▶ **Aim of the task**
Go through the data and copy each line where the string "below" appears.

▶ **Data shown**
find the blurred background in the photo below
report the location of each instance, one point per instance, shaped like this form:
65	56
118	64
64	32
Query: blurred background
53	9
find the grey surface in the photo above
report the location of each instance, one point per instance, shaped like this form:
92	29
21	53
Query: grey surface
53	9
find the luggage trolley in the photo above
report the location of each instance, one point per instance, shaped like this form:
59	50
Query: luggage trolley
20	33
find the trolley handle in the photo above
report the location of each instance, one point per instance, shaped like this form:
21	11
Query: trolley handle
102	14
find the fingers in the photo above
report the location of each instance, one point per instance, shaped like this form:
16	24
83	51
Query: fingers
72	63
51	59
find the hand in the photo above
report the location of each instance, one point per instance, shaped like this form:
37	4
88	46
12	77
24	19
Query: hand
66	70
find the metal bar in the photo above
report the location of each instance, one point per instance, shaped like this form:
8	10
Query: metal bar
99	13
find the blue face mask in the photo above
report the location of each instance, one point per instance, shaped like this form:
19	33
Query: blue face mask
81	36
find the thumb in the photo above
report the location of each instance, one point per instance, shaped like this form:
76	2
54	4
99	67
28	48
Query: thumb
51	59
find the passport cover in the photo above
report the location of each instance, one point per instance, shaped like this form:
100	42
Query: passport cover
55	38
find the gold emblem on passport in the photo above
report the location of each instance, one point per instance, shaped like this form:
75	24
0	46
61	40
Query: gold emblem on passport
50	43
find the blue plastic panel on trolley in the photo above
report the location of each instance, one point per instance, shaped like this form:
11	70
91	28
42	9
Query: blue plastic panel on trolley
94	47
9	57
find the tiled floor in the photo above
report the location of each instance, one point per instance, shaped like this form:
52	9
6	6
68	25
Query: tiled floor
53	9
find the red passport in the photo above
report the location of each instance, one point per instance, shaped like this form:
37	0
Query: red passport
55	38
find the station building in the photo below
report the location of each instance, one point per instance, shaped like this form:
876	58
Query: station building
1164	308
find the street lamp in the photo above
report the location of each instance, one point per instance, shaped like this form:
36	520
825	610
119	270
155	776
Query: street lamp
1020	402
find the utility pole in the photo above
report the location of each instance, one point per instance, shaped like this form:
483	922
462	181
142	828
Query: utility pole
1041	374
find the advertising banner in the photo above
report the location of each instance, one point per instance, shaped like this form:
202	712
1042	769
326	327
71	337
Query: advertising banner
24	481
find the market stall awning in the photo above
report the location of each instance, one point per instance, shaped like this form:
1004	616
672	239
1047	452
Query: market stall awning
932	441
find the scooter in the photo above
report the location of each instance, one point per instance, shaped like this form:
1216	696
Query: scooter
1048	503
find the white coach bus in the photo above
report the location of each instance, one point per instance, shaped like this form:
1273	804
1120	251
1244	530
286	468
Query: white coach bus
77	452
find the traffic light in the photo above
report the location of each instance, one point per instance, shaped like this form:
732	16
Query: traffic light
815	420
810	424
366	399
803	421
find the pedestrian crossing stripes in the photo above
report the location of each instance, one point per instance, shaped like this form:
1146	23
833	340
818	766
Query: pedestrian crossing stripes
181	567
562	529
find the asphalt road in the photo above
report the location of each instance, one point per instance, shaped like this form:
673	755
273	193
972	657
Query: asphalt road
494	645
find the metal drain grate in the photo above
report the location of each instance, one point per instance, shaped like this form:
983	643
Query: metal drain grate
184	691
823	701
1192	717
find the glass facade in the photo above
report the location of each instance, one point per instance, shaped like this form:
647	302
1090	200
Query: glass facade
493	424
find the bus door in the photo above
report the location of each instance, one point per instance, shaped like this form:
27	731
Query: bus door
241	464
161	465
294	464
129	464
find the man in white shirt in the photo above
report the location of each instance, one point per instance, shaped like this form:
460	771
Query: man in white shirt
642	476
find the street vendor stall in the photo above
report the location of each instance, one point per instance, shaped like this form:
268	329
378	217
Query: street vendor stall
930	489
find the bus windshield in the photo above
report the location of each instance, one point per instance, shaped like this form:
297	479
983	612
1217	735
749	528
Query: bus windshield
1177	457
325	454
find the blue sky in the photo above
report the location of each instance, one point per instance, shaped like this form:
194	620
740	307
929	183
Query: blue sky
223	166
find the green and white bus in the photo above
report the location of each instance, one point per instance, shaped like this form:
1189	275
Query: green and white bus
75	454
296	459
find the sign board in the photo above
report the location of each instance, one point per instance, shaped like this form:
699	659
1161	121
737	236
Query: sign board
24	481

▶ **Response to this exercise**
find the blurred background in the photo below
find the station building in the photo below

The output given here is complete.